Collected data entries:
----------

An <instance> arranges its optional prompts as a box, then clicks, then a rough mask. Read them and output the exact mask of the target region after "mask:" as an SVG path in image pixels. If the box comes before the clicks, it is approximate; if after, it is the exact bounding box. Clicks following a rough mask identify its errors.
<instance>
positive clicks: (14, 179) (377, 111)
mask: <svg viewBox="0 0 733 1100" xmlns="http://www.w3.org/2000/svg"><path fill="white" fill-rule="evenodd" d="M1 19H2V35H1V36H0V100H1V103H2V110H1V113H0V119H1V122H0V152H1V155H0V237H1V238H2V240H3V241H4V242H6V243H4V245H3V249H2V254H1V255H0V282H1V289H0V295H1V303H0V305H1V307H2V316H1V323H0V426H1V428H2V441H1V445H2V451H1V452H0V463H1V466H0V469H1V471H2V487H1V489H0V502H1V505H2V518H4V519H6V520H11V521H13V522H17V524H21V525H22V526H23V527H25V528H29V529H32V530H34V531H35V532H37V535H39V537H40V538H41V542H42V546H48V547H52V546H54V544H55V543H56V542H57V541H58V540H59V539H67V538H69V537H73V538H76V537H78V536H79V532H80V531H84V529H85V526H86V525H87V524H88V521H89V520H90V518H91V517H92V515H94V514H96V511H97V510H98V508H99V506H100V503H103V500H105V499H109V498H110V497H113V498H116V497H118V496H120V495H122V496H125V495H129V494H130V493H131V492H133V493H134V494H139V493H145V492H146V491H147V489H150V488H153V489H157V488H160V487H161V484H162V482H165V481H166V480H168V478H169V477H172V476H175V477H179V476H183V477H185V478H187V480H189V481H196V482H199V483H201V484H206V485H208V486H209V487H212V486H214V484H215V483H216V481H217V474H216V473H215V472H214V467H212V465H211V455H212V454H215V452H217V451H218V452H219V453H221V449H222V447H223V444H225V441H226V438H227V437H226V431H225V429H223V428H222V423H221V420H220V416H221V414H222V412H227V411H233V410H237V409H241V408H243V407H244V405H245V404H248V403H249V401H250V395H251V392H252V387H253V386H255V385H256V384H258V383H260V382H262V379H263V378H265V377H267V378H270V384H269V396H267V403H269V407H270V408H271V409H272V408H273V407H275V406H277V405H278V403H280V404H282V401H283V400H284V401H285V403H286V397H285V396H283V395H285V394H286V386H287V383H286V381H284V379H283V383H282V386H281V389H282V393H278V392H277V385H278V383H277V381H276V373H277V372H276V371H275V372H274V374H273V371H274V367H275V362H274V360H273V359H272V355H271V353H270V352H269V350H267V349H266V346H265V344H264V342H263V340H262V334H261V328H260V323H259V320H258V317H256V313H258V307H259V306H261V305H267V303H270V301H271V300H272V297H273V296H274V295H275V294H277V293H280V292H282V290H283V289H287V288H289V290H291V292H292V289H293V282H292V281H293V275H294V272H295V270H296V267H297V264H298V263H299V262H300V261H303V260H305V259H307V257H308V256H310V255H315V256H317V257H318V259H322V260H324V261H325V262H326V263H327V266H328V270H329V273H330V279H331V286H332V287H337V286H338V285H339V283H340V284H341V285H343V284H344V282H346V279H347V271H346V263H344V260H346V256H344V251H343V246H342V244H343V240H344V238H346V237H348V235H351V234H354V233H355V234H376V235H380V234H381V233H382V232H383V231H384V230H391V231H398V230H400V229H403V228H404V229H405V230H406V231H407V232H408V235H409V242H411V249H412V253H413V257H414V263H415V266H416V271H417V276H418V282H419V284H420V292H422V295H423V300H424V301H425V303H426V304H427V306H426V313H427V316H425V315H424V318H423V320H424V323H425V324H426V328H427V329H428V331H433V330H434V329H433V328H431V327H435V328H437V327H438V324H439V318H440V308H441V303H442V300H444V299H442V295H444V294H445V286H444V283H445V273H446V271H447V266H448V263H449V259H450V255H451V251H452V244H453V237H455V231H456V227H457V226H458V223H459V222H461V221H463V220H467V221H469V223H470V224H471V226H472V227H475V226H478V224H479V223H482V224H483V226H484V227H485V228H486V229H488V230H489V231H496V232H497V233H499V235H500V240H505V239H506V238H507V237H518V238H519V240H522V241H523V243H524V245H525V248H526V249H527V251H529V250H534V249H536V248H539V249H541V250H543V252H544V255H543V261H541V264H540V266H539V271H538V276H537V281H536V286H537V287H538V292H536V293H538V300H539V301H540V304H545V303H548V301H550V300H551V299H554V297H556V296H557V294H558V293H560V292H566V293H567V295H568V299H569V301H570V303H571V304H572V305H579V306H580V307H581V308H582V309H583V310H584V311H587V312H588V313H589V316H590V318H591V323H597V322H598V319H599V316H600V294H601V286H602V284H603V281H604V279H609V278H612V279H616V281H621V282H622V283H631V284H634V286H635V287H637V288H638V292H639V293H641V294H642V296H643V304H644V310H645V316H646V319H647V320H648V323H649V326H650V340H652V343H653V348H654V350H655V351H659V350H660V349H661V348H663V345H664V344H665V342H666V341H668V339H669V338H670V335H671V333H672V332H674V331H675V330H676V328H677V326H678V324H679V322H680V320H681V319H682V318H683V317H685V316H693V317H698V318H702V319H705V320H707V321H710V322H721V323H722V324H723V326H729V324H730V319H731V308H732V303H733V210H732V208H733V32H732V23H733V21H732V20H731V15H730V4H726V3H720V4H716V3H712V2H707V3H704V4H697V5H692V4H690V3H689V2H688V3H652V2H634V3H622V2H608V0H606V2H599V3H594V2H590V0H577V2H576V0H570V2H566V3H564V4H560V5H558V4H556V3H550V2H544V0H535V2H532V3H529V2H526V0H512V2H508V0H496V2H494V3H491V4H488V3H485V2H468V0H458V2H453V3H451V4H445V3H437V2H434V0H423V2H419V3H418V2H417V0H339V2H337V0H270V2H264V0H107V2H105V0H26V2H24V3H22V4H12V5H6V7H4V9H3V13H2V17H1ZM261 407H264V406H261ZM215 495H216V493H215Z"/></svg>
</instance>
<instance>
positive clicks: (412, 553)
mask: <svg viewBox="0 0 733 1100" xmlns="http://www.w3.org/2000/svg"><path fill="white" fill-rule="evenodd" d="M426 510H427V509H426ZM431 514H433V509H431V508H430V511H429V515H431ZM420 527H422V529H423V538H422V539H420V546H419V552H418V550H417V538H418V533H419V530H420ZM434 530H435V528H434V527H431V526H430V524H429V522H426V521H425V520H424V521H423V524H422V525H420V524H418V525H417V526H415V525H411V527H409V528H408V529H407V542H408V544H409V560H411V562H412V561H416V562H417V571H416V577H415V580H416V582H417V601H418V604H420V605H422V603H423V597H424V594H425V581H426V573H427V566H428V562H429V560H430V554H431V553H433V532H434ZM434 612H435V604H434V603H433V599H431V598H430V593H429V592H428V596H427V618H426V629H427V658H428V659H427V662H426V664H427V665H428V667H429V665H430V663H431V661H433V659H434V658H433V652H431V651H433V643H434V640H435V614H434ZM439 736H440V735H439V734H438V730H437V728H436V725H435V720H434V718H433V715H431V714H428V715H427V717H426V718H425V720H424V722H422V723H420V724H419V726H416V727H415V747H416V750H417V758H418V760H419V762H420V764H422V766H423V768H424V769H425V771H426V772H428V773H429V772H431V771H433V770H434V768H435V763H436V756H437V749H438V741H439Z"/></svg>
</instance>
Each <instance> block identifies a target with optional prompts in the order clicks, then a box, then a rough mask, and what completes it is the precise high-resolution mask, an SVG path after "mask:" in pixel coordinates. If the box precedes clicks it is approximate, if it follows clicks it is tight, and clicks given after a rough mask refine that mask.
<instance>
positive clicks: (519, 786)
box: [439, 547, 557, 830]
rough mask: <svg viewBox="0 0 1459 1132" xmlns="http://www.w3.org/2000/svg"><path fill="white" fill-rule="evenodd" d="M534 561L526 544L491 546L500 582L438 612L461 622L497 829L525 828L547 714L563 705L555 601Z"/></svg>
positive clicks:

----------

EXERCISE:
Extract every line of the records above that contains the string "rough", matching case exactly.

FINAL ANSWER:
An <instance> arranges its optional prompts as a box, then clicks, then a rough mask. Read them and output the exact mask of the target region after "mask:" as an SVG path in image pixels. If the box comes before the clicks, it is approximate; if after, it is the exact bounding box. Clicks following a rough mask identify its errors.
Each <instance> block identifies a target with optional prompts in the order clicks, then a box, then a rough mask, and what completes it is the precise high-resolution mask, an SVG path after "mask:" in pixel coordinates. If the box precedes clicks it is approximate, if it follows clicks it is tight, and clicks given after a rough mask refine that mask.
rough mask: <svg viewBox="0 0 1459 1132" xmlns="http://www.w3.org/2000/svg"><path fill="white" fill-rule="evenodd" d="M534 561L526 544L491 546L500 582L438 612L461 622L497 829L525 828L547 714L563 705L555 601Z"/></svg>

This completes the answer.